*Instrução*. Reescreva o texto sobre André Lara Resende de "Ele desmente as" a "conversado com ambos.", substituindo "desmente" por "nega".

*Texto fornecido*.
Com o colega Pérsio Arida, André Lara Resende foi um dos responsáveis pelas soluções heterodoxas que garantiram, no começo dos anos 90, o sucesso do Plano Real, que, até então, os economistas, inclusive a equipe do então ministro da Fazenda Fernando Henrique, pensavam enfrentar com o receituário tradicional de aperto fiscal e monetário.

Agora, novamente, o economista está envolvido em discussões para enfrentar dilemas da economia brasileira, e, mais uma vez, não abre mão de buscar saída fora do saber convencional.

“Uma taxa de juros inferior ao crescimento da economia, como política de longo prazo, levaria a uma economia de 4% a 6% do PIB ao ano no serviço da dívida, que pode ser usada para investimento”, defende ao NeoFeed.

Ele desmente as notícias de que estaria assessorando o ex-governador Geraldo Alckmin, candidato a vice-presidente do líder nas pesquisas, Luís Inácio Lula da Silva, apesar de ter conversado com ambos.

Ele confirma, porém, ser ouvido pelos economistas que assessoram o candidato petista, que se mostraram receptivos a ideias comuns de “políticas alternativas”, como o tratamento especial ao programa de investimentos públicos a ser lançado em caso de vitória lulista nas eleições.

“O teto dos gastos é um equívoco, um limite linear que estrangulou o investimento público”, critica, ao propor – com a concordância dos economistas que assessoram Lula - que os investimentos não sejam submetidos a esse tipo de restrição.

Parte das ideias de Lara Resende estão em um estudo que coordenou para o Centro Brasileiro de Relações Internacionais (Cebri), recém-publicado. “A ameaça de fuga de capitais especulativos é uma chantagem do mercado financeiro”, diz, apontando a confortável posição das contas externas do país.

Lara Resende explicou, ao NeoFeed, suas ideias para ampliar o investimento, a partir de um comitê especial a ser criado no governo, e fazer uma revisão dos gastos para dar eficiência às despesas públicas, hoje, segundo acredita, sem controle.

*Registros listados*.

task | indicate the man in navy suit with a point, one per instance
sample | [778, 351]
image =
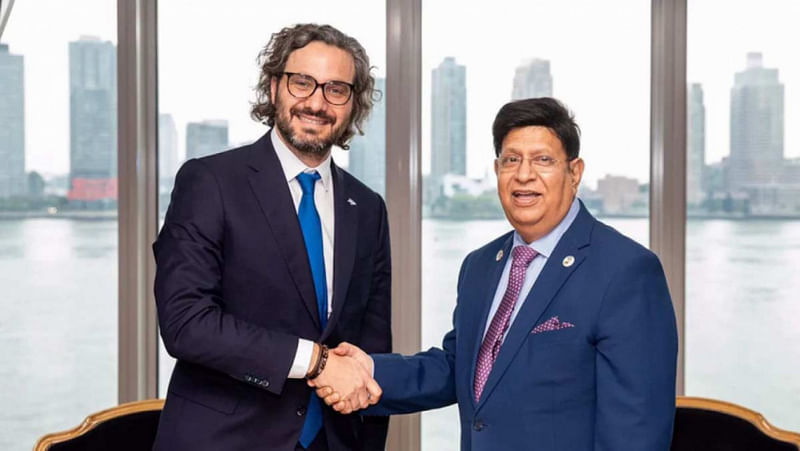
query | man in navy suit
[564, 335]
[269, 253]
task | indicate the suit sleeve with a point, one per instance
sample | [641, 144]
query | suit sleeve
[376, 329]
[189, 264]
[636, 360]
[423, 381]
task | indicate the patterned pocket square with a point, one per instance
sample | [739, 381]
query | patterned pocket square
[551, 324]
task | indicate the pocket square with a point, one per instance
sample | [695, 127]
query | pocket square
[551, 324]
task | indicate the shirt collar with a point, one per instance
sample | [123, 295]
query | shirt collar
[292, 165]
[545, 245]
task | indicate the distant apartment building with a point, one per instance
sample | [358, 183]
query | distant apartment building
[206, 138]
[12, 124]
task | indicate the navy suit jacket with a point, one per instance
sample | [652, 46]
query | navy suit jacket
[234, 292]
[606, 383]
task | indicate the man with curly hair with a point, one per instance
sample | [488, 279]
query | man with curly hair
[269, 254]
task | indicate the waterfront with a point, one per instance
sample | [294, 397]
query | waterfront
[58, 330]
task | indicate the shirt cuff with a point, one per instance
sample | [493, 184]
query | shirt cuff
[300, 366]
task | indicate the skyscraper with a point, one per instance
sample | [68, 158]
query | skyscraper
[167, 149]
[695, 145]
[448, 119]
[532, 79]
[12, 124]
[756, 126]
[93, 120]
[368, 153]
[206, 138]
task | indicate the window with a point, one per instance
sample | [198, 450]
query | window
[58, 217]
[524, 49]
[743, 200]
[206, 85]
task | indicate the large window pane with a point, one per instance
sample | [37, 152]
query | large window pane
[593, 56]
[58, 217]
[206, 84]
[743, 196]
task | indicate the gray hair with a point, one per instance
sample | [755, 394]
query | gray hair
[272, 60]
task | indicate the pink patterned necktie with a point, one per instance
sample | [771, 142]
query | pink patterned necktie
[522, 256]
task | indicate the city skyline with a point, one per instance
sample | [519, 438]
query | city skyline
[12, 124]
[532, 79]
[365, 160]
[93, 120]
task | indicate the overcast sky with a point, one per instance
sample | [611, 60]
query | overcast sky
[599, 54]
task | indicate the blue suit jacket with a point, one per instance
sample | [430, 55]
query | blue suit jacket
[608, 383]
[234, 292]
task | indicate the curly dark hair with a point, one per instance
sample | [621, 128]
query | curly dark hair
[272, 60]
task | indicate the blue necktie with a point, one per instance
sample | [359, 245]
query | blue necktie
[312, 235]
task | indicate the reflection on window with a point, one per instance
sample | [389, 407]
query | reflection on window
[743, 197]
[58, 218]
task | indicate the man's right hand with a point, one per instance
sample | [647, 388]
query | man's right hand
[367, 392]
[346, 383]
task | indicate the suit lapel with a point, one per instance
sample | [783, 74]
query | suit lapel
[573, 243]
[344, 249]
[495, 269]
[272, 193]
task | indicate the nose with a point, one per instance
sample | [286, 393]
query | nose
[317, 101]
[525, 171]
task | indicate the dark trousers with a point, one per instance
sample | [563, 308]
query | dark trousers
[320, 443]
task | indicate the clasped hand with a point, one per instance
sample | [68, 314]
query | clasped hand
[346, 383]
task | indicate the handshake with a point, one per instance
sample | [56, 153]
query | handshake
[345, 383]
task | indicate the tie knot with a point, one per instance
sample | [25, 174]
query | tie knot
[522, 256]
[307, 181]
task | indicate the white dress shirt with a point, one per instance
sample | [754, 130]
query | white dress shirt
[323, 200]
[544, 247]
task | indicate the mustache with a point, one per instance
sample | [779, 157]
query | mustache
[309, 112]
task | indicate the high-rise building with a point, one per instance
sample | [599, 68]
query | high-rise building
[756, 126]
[448, 119]
[12, 124]
[93, 120]
[532, 79]
[368, 153]
[167, 149]
[206, 138]
[695, 145]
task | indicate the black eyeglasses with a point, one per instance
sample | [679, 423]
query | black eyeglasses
[303, 86]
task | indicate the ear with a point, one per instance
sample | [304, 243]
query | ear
[575, 168]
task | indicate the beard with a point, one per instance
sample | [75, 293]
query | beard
[316, 144]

*Solução do problema*.
Ele nega as notícias de que estaria assessorando o ex-governador Geraldo Alckmin, candidato a vice-presidente do líder nas pesquisas, Luís Inácio Lula da Silva, apesar de ter conversado com ambos.